Scan the entries below and return each line that contains "clicks".

**Material to process**
_ _ _
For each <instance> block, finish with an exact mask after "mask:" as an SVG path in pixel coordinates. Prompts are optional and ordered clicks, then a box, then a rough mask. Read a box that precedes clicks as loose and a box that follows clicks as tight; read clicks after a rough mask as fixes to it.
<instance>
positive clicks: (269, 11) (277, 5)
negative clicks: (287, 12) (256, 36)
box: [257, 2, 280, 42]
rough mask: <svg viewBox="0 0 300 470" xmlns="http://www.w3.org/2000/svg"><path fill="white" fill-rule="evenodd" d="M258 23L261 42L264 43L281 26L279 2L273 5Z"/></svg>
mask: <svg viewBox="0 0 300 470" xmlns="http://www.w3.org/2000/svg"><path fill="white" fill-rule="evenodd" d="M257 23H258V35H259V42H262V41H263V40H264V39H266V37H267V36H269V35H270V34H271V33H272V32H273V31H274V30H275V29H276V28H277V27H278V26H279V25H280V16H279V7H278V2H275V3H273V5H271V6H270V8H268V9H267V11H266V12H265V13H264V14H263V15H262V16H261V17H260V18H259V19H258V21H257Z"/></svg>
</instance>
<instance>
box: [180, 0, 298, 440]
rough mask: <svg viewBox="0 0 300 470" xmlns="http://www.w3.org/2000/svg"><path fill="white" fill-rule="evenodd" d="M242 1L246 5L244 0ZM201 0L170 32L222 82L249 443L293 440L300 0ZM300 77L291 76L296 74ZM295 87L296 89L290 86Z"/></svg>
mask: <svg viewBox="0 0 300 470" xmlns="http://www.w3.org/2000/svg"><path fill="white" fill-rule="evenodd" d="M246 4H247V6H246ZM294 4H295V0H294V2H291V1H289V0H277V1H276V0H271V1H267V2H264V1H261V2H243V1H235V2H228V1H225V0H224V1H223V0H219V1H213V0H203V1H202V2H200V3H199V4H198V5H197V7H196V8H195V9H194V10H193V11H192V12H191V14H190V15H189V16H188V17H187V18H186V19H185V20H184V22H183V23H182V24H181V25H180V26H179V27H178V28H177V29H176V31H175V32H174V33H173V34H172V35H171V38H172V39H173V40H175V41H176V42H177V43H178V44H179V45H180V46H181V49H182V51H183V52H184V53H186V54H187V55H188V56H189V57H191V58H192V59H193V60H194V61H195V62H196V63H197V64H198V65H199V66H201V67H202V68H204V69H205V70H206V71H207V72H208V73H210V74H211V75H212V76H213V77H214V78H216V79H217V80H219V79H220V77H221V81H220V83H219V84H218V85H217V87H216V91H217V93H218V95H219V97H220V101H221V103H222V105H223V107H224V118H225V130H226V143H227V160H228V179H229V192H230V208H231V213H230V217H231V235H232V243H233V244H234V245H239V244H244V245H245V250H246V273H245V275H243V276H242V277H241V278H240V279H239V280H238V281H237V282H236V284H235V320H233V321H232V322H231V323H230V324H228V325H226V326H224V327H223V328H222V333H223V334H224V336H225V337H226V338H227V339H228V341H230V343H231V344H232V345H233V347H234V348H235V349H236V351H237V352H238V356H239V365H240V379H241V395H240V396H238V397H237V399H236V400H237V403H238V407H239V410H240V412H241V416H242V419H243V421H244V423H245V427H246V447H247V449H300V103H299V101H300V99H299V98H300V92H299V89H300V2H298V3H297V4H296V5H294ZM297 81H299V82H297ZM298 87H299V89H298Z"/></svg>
_ _ _
**Solution for this task**
For each <instance> block, finish with an exact mask after "mask:" as an SVG path in pixel coordinates. Prompts are optional and ordered clicks, then a box, then a rough mask. Read a box that precedes clicks as loose and a box that follows clicks as tight; read clicks after a rough mask as fixes to it.
positive clicks: (269, 11) (277, 5)
negative clicks: (287, 12) (256, 36)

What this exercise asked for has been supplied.